## EXERCISE BRIEF
In the records from the line holding "Spot-check the picture below" through the line holding "[453,126,473,135]", both included, change "Spot-check" to "Examine" and leave everything else as it is. Leave the picture out of your answer.

Items from a data source
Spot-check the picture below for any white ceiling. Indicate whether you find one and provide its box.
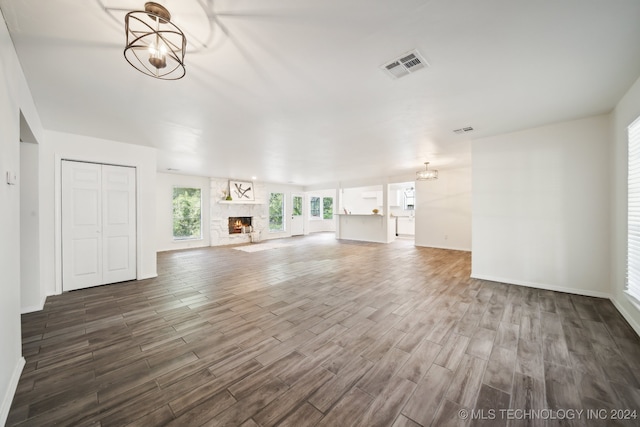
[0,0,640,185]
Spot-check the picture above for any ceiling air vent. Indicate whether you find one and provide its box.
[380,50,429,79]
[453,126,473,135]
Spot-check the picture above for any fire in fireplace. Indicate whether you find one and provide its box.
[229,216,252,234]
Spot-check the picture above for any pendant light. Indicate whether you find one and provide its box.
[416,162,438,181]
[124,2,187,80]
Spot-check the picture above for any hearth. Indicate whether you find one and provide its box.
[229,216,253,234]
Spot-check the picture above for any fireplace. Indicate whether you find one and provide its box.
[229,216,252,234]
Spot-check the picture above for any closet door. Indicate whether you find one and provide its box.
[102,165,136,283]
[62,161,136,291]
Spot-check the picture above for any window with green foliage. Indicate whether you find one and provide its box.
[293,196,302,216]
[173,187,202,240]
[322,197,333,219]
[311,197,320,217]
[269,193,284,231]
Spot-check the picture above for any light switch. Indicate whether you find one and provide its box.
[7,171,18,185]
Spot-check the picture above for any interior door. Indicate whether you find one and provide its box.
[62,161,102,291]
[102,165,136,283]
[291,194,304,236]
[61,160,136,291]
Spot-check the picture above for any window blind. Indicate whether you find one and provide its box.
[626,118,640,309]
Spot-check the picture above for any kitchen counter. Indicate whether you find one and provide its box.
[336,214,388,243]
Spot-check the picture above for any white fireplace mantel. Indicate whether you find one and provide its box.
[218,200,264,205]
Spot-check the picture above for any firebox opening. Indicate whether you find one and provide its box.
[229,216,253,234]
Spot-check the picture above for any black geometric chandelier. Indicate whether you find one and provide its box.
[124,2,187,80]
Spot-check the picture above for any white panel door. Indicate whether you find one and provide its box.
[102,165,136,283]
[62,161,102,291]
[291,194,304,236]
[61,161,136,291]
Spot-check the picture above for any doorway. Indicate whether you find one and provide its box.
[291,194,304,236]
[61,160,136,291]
==
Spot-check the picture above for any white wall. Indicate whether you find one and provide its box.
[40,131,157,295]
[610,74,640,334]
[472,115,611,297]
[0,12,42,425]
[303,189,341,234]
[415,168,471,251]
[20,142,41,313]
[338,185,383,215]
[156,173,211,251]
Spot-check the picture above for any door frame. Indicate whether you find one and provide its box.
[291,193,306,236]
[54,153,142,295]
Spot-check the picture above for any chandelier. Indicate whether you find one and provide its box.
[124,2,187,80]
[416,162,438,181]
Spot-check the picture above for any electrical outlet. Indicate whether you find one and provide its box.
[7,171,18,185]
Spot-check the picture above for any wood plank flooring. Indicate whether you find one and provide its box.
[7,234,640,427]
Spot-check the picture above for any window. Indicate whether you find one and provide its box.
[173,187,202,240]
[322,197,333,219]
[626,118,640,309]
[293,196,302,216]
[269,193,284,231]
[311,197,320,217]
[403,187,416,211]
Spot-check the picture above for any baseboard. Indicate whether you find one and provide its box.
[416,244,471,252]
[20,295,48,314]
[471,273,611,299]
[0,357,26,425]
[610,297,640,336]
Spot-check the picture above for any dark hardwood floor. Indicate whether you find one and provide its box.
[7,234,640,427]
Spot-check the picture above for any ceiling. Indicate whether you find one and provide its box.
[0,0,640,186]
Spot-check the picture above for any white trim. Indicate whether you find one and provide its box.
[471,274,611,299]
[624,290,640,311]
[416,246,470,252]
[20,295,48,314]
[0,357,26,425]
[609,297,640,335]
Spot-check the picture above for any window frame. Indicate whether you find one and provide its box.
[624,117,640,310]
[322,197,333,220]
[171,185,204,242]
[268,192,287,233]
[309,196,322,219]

## WRITTEN SOLUTION
Examine the picture below for any white ceiling. Indicate whether you find one and provide its box.
[0,0,640,185]
Examine the picture above for any ceiling air vent. Indicate whether you find one and provide its box.
[380,50,429,79]
[453,126,473,135]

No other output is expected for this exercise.